_Your goal:_ There is a line below that contains "wearing orange life". Please reproduce it and all following lines exactly, through the final one.

_Material supplied:_
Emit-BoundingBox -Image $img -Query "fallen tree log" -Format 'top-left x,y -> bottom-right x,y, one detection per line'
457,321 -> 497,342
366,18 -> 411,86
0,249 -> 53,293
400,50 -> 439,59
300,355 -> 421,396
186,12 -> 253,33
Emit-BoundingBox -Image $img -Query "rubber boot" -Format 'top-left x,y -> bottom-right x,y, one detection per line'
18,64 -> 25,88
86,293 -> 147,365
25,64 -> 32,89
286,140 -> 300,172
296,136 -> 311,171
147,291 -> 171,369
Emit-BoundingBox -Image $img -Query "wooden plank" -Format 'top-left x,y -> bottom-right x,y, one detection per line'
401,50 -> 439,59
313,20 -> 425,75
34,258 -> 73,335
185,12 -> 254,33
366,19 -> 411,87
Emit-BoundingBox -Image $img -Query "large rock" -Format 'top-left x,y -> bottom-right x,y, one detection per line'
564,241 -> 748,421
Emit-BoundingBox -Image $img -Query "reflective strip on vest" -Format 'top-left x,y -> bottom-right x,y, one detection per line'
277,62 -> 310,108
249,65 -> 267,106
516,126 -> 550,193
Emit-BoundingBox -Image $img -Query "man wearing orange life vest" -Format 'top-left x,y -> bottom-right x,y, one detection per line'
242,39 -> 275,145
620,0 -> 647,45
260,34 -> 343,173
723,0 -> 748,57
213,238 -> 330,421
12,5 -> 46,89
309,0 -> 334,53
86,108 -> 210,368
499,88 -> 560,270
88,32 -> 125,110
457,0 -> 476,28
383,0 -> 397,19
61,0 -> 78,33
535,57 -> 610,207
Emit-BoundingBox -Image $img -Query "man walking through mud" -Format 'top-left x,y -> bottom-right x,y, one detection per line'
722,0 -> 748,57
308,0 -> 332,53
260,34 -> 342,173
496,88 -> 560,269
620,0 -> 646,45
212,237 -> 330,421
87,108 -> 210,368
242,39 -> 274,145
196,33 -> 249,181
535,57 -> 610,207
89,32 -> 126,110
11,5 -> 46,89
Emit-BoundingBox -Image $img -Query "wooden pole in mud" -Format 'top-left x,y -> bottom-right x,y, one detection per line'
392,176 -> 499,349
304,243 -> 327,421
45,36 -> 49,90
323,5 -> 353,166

_Reply to the task:_
Emit-BoundingBox -Image $img -Query "man wearing orange life vest" -Format 'top-left x,y -> bottom-right x,y, one detection per line'
242,39 -> 275,145
620,0 -> 647,45
260,34 -> 343,173
723,0 -> 748,57
213,238 -> 330,421
12,5 -> 46,89
309,0 -> 334,53
86,108 -> 210,368
499,88 -> 560,270
88,32 -> 125,110
457,0 -> 476,28
383,0 -> 397,19
61,0 -> 78,33
535,57 -> 610,207
Emit-BoundingBox -Image $img -Query "man walking through mud" -Format 'top-left x,y -> bottom-right x,y, one detection per line'
722,0 -> 748,57
308,0 -> 332,53
260,34 -> 342,173
496,88 -> 560,269
620,0 -> 646,45
212,237 -> 330,421
87,108 -> 210,368
242,39 -> 274,145
196,33 -> 249,181
535,57 -> 610,207
89,32 -> 126,110
11,5 -> 46,89
Emit-BoundingBox -Image $img -Query "wooden pole in mud" -Format 'top-left x,y -> bottom-right x,y, one detection per line'
392,176 -> 499,349
304,243 -> 327,421
45,36 -> 49,90
323,5 -> 353,166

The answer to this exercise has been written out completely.